• EXERCISES TO COMPLETE:
A – Reproduce the stretch of the forum thread about choosing an OB from "OB3 (who I am" through "much as possible.", word for word.
B – Condense the paragraph of the forum thread about choosing an OB that begins "OB3 (who I am seeing in Nov)" into a short bulleted list that keeps its main facts.
C – In the forum thread about choosing an OB, how long did ZooMa spend at the first OB appointment?

• PASSAGE PROVIDED:
____
Well, when pregnant with DS, I went to OB1 for first appt. Got a scan, but decided to go with midwifery care and have homebirth. At 32 weeks my BP went up and trace protein urine, so I had to find an OB fast. OB1's office was really rude when I informed them I was moving to a midwife. I found OB2 because he could fit me in on that Monday afternoon. I was admitted to the hospital for monitoring, 24 hr urine came back severe and I was induced that night, two days later I had a c-section with OB2. He was pretty nice I guess, but I've never really liked him. I have no complaints particularly, just his bedside manner is kind of...standoffish? But he didn't really know me either. He took great care of me, for just being dropped in his lap. I saw him at my 6 week checkup and 1 annual exam since and I just don't feel 100% comfortable with him. He did seem supportive of VBAC right after my section, but I've seen online twice where he's pulled a "bait and switch" with the VBAC. Also, his internal checks were extremely painful, one of the worst parts of labor. I think he just had big hands? I just don't particularly care for him, I'm not sure why. He was a good doctor when I needed him and not mean or anything, but I am just not feeling it :shrug:

OB3 (who I am seeing in Nov) comes HIGHLY recommended for natural births and VBACs. She is a woman, where OB1 and OB2 were men. So I want to at least try her out. It's a bit harder to get into her office because she is popular, so that is why the appointment is so far out. Well that and I made my first appt a couple weeks ago. I will be 10 weeks at the Nov appointment, which is perfectly fine with me. I don't plan to get a dating scan anyway, I'm sure about my dates and I like to minimize ultrasound exposure as much as possible.


----------



## Kiss08

ZooMa said:


> Just wanted to check in - had my first OB appointment today and it was LOOONG. I was there over 3 hours! Since I wasn't positive of my dates and since I'm breastfeeding, the doc ordered an ultrasound - yay. :) Lovely to hear the heartbeat. I'm measuring 7w6d with an updated EDD of May 7 - Rachelle, could you change for me? Thanks. We're staying team yellow though I'm convinced this one is a boy.
> 
> The plan is to get Maternity21 testing in 3 weeks, and then anatomy ultrasound ~ 18 weeks. The doc doesn't see a need to do the nuchal thickness ultrasound / triple screen labs since all issues should be covered by those other two tests.
> 
> I switched OB practices, and I'm happy. I like this doc - and he blessed a VBAC and midwife care if I so desire. :)
> 
> Happy and Healthy 9 months to you all!

How's breastfeeding while pregnant going for you? My nurling is one and we've already had a few issues with my nipple tenderness. I also think my supply has decreased quite a bit. She is nursing a lot more so I think she's getting less. Bummer as there's nothing you can do about it if it's due to hormonal changes. The fatigue this pregnancy is worse for me, I think due to also breastfeeding. It's tough keeping up with water intake, too!! Do you plan to tandem nurse??
____
[Saved data entries]

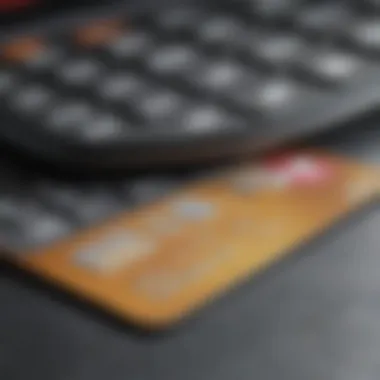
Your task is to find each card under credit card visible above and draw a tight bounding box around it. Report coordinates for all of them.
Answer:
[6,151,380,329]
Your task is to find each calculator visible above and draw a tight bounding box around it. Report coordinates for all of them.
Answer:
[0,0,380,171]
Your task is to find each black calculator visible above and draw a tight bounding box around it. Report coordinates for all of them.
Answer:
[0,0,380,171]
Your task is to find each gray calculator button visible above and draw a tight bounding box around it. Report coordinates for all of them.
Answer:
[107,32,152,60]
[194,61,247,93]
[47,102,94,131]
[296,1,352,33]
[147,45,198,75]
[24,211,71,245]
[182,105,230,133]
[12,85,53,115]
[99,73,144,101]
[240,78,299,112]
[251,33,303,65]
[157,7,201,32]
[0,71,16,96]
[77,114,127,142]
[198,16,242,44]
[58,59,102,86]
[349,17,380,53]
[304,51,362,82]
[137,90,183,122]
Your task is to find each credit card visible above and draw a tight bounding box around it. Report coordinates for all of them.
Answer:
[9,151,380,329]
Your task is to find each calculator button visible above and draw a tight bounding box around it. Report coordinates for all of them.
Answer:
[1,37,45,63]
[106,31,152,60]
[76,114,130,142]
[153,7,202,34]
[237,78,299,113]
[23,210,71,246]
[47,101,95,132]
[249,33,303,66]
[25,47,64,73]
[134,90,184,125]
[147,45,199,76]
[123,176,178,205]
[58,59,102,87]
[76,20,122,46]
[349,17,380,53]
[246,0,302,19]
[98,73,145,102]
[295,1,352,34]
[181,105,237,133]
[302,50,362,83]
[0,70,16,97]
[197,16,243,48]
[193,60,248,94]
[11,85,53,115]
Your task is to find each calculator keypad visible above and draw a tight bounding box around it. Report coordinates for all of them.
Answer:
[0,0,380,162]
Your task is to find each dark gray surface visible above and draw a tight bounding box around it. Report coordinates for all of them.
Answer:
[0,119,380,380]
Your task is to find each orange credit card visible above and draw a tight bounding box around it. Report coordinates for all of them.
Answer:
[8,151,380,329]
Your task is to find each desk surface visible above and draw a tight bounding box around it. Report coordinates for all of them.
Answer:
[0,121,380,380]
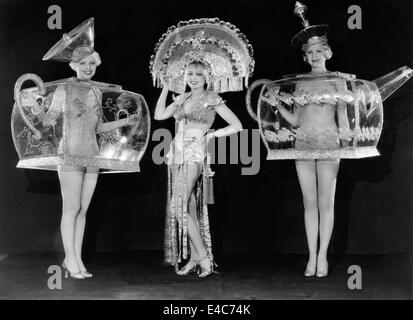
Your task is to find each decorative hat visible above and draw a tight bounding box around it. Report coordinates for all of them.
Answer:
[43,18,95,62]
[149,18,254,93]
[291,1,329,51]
____
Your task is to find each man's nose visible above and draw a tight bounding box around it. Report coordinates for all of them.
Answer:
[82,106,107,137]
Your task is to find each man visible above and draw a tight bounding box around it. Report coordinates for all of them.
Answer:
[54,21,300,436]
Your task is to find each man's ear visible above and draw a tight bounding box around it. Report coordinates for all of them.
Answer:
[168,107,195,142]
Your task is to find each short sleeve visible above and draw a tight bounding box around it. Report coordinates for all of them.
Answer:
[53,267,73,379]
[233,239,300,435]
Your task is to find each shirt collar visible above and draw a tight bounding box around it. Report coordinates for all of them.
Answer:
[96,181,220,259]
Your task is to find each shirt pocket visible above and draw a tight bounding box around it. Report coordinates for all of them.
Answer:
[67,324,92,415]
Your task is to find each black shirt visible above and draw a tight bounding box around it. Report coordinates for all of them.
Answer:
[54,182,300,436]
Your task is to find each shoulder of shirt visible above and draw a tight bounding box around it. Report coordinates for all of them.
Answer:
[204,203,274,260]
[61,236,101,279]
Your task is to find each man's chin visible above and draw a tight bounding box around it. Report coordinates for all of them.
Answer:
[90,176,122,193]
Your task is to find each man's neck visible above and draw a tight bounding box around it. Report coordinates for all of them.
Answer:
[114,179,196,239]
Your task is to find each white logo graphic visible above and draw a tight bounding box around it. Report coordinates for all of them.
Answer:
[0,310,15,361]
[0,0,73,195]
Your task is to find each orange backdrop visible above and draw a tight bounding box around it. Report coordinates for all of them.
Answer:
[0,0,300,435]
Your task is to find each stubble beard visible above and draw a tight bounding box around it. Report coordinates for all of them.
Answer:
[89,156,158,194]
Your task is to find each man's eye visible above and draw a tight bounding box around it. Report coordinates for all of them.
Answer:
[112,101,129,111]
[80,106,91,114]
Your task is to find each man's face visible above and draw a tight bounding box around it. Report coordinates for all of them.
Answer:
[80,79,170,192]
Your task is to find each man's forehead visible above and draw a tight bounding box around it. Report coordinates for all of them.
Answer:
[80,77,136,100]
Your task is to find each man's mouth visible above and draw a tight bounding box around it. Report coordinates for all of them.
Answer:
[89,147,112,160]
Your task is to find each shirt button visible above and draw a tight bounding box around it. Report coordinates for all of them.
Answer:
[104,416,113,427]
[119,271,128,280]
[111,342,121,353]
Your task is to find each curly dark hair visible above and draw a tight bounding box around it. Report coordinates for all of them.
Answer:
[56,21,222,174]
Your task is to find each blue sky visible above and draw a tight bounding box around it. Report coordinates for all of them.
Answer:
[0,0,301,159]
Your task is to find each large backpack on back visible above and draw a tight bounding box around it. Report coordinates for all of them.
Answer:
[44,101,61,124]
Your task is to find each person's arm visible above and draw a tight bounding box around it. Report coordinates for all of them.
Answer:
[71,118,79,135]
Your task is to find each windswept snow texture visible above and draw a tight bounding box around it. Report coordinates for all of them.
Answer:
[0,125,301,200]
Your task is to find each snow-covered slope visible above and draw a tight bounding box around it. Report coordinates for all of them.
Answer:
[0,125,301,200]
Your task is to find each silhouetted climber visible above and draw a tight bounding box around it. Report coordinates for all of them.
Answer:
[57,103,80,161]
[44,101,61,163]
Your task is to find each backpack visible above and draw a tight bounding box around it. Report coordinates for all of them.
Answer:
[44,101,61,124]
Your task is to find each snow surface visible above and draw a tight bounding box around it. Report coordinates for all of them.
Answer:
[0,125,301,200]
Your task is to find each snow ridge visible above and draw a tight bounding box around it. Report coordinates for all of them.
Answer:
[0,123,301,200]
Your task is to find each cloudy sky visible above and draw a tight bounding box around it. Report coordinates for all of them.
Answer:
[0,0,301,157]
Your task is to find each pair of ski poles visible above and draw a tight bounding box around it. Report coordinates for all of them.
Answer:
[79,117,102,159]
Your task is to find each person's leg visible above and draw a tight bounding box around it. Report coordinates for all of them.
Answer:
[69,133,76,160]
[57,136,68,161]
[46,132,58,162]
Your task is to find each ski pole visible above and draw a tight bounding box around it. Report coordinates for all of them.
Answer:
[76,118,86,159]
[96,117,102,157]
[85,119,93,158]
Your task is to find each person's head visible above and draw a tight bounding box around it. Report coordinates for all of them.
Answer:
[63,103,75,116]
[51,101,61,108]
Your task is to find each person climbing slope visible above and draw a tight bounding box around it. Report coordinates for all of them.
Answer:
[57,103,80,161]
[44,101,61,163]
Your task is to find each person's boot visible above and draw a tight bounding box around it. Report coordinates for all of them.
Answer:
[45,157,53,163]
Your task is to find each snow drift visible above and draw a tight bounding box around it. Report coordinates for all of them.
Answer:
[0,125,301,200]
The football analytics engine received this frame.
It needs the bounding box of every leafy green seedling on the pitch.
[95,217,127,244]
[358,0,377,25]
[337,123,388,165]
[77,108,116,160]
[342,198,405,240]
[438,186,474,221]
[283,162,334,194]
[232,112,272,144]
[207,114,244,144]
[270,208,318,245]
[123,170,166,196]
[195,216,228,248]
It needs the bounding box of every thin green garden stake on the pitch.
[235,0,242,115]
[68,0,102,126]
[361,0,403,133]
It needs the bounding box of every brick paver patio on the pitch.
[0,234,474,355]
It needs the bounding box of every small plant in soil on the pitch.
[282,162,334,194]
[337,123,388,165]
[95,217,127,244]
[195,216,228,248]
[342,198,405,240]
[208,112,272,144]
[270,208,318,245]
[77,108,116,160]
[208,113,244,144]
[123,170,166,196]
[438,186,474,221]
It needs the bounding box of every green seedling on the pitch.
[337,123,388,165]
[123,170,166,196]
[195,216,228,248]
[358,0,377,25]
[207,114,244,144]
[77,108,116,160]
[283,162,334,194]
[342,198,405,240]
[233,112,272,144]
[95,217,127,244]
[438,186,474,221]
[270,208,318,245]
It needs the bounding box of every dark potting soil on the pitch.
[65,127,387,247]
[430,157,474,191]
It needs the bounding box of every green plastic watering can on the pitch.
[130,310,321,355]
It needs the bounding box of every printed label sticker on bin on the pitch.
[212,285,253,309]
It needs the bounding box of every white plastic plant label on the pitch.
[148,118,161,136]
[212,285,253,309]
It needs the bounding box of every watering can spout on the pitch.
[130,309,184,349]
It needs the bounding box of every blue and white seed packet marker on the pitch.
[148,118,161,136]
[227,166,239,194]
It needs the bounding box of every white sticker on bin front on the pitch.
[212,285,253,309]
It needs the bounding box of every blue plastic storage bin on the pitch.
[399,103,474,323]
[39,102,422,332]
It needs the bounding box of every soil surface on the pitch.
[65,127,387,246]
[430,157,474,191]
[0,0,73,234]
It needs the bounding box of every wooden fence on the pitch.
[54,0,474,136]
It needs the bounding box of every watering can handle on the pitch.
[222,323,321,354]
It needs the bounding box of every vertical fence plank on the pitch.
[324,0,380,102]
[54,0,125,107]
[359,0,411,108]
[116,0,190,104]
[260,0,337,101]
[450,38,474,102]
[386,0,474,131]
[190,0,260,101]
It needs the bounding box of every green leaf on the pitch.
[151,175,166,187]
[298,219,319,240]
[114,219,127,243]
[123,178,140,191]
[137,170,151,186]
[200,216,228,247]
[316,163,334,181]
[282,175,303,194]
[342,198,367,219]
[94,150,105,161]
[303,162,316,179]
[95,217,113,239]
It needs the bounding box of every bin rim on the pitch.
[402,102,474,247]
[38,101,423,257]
____
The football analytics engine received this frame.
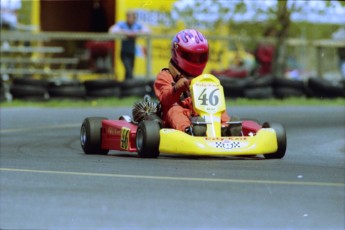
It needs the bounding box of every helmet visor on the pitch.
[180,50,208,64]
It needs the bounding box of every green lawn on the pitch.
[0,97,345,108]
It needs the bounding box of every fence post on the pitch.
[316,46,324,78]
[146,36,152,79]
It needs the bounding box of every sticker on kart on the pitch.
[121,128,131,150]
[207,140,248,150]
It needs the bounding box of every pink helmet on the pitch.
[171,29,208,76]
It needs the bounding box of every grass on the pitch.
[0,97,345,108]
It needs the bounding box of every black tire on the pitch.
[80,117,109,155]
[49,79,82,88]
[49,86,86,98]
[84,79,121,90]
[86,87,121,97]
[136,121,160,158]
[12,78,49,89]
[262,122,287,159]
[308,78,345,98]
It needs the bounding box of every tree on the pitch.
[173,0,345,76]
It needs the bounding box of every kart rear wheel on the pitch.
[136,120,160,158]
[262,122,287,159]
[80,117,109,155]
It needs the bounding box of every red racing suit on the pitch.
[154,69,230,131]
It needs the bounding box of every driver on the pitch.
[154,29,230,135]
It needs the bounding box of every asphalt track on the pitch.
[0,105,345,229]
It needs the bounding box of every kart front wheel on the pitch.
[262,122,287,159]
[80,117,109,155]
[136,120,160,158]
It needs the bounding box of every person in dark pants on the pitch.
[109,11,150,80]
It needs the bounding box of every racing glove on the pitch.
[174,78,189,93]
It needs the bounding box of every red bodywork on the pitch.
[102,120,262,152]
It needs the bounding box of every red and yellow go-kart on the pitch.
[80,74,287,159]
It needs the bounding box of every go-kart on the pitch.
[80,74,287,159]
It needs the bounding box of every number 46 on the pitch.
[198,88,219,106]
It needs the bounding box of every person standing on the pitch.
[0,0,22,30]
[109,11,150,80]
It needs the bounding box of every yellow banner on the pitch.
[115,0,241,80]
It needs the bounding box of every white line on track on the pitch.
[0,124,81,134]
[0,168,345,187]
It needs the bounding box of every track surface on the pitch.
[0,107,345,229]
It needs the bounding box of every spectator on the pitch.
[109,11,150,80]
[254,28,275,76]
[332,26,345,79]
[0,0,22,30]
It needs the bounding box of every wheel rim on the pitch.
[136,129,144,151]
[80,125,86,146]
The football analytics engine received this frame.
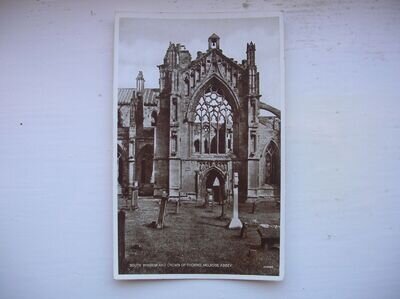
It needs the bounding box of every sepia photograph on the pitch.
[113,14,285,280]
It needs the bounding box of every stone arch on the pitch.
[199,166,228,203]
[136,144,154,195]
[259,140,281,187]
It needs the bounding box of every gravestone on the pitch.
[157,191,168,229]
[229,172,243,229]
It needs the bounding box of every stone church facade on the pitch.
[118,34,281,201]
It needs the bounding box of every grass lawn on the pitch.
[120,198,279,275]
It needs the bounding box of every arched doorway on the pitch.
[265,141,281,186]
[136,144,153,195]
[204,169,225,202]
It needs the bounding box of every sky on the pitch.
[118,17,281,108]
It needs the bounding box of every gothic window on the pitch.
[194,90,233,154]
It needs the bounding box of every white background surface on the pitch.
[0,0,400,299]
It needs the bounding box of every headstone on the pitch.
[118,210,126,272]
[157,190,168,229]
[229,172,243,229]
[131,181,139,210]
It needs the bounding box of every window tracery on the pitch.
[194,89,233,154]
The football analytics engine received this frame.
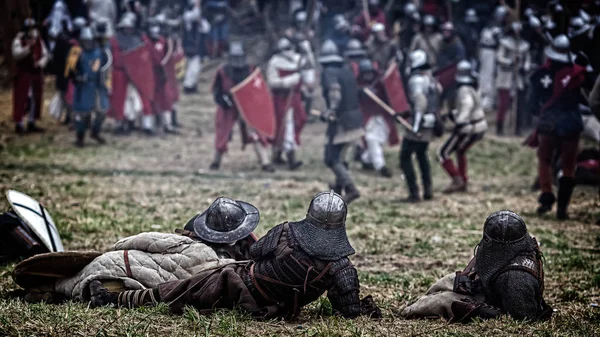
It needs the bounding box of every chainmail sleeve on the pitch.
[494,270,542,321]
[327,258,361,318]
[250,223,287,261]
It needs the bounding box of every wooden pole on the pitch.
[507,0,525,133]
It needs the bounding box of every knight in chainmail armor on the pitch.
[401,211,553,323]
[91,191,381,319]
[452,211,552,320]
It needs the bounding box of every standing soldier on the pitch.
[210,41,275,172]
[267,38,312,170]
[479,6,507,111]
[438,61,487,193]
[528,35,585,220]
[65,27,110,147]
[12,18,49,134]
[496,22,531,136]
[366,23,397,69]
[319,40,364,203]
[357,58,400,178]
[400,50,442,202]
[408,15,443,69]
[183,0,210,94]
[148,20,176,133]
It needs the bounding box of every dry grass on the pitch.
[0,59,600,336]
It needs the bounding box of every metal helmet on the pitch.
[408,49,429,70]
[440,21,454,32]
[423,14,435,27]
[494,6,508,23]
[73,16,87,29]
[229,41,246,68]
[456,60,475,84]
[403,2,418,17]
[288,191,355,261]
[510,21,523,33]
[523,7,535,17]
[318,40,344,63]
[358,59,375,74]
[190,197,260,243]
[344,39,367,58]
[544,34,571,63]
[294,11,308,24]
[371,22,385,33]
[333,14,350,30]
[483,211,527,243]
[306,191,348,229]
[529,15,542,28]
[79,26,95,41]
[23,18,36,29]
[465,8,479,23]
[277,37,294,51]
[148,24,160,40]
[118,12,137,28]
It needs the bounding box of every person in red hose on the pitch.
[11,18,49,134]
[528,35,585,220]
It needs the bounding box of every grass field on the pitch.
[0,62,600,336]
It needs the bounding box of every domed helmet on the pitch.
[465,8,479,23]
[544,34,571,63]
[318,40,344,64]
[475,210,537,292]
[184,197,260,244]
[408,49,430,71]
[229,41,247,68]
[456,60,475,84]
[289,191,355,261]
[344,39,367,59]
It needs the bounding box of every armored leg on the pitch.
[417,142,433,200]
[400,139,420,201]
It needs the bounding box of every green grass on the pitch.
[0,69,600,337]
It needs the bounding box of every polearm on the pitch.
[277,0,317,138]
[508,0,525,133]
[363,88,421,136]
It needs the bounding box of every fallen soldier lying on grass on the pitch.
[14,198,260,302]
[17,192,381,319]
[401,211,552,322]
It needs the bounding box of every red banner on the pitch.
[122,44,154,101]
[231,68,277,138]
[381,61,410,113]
____
• LIST OF SOLUTIONS:
A –
OB3 (who I am seeing in Nov) comes HIGHLY recommended for natural births and VBACs. She is a woman, where OB1 and OB2 were men. So I want to at least try her out. It's a bit harder to get into her office because she is popular, so that is why the appointment is so far out. Well that and I made my first appt a couple weeks ago. I will be 10 weeks at the Nov appointment, which is perfectly fine with me. I don't plan to get a dating scan anyway, I'm sure about my dates and I like to minimize ultrasound exposure as much as possible.

B –
- OB3 comes highly recommended for natural births and VBACs.
- She is a woman, while OB1 and OB2 were men, so the writer wants to try her out.
- Her office is hard to get into because she is popular, and the writer made the first appointment only a couple of weeks ago, so the appointment is far out.
- The writer will be 10 weeks at the November appointment, which is fine.
- No dating scan is planned: the writer is sure of the dates and wants to minimize ultrasound exposure.

C – Over three hours.